Texto do documento →
Era só mais um de muitos finais de semana chuvosos na Inglaterra. Os jovens pilotos da F4 Inglesa se preparavam para a prova no lendário circuito de Donington Park, mesmo circuito onde Ayrton Senna ultrapassou quatro carros na primeira volta do GP de 1993,  considerada por muitos a melhor volta da história. O circuito, palco de tantas glórias e grandes batalhas, desta vez seria cenário de um dos mais impactantes acidentes para o automobilismo. O britânico Billy Monger – mais conhecido como Billy Whizz – estava disputando posições quando se deparou com o carro do finlandês Patrik Pasma andando lentamente em sua frente. Sem tempo para reagir, Billy, que no momento estava 193 km/h, acertou em cheio a parte traseira da Carlin de Pasma.

A equipe de resgate precisou de mais de 90 minutos para conseguir retirar o piloto da JHR Developments de seu carro. Em seguida, levaram-no para o Centro Médico de Nottingham, onde foi confirmado que teriam que amputar ambas as pernas do jovem inglês, causando enorme comoção no mundo do esporte automobilístico. Após as primeiras operações, Billy ficou em coma induzido por cerca de 3 dias até ser submetido a novos procedimentos.

Os dados →
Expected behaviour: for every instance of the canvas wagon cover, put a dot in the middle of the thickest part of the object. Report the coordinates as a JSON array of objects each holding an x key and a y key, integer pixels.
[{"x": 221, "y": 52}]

Usando as informações →
- a) Repita fielmente o trecho do texto sobre o acidente de Billy Monger que começa em "Era só mais" e vai até "Carlin de Pasma.", incluindo essas palavras.
- b) Segundo o texto sobre o acidente de Billy Monger, quanto tempo a equipe de resgate levou para tirar o piloto do carro?
- c) De acordo com o texto sobre o acidente de Billy Monger, por que Billy atingiu a traseira do carro de Patrik Pasma? Responda em até três frases.

Suas respostas →
- a)
Era só mais um de muitos finais de semana chuvosos na Inglaterra. Os jovens pilotos da F4 Inglesa se preparavam para a prova no lendário circuito de Donington Park, mesmo circuito onde Ayrton Senna ultrapassou quatro carros na primeira volta do GP de 1993,  considerada por muitos a melhor volta da história. O circuito, palco de tantas glórias e grandes batalhas, desta vez seria cenário de um dos mais impactantes acidentes para o automobilismo. O britânico Billy Monger – mais conhecido como Billy Whizz – estava disputando posições quando se deparou com o carro do finlandês Patrik Pasma andando lentamente em sua frente. Sem tempo para reagir, Billy, que no momento estava 193 km/h, acertou em cheio a parte traseira da Carlin de Pasma.

- b) Mais de 90 minutos.

- c) Billy estava disputando posições quando encontrou o carro de Pasma andando lentamente à sua frente. Sem tempo para reagir, ele acertou em cheio a traseira da Carlin de Pasma a 193 km/h.